Reproduce the lines of the records below exactly, from the line containing "For the audit, pick out each instance of the orange" through the final line of the records, including both.
-- BEGIN STORED DATA --
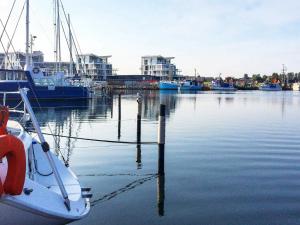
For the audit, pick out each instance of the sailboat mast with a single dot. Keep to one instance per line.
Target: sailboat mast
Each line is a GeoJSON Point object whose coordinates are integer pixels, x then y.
{"type": "Point", "coordinates": [58, 46]}
{"type": "Point", "coordinates": [27, 35]}
{"type": "Point", "coordinates": [70, 41]}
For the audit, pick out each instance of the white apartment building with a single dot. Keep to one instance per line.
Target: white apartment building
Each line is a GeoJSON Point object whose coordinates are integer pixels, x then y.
{"type": "Point", "coordinates": [94, 66]}
{"type": "Point", "coordinates": [158, 65]}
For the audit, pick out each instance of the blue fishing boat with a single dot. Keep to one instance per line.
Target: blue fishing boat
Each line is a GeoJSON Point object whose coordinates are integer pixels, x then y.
{"type": "Point", "coordinates": [190, 86]}
{"type": "Point", "coordinates": [219, 85]}
{"type": "Point", "coordinates": [271, 87]}
{"type": "Point", "coordinates": [40, 85]}
{"type": "Point", "coordinates": [168, 85]}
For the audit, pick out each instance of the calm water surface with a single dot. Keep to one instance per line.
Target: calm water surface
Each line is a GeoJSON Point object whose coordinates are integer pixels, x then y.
{"type": "Point", "coordinates": [230, 158]}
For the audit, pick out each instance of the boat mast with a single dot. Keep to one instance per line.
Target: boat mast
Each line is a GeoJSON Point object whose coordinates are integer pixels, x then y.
{"type": "Point", "coordinates": [57, 38]}
{"type": "Point", "coordinates": [70, 41]}
{"type": "Point", "coordinates": [27, 62]}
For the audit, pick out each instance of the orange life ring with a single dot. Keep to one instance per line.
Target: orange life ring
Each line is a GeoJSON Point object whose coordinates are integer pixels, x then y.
{"type": "Point", "coordinates": [13, 149]}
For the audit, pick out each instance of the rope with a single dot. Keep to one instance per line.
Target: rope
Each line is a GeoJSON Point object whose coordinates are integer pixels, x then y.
{"type": "Point", "coordinates": [124, 189]}
{"type": "Point", "coordinates": [8, 47]}
{"type": "Point", "coordinates": [99, 140]}
{"type": "Point", "coordinates": [4, 29]}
-- END STORED DATA --
# EXPECTED OUTPUT:
For the audit, pick out each instance of the orange life ring with a single dot. Keep to one instance per line.
Target: orange life ring
Each line is a GeoJSON Point object whose coordinates are integer pixels, x then y.
{"type": "Point", "coordinates": [13, 149]}
For the audit, pick out each instance of the rope with a single dot. Keep to one instance per line.
Target: rope
Each line is a GeoJSON Point object whose coordinates are integer pixels, x then y.
{"type": "Point", "coordinates": [124, 189]}
{"type": "Point", "coordinates": [8, 47]}
{"type": "Point", "coordinates": [99, 140]}
{"type": "Point", "coordinates": [4, 29]}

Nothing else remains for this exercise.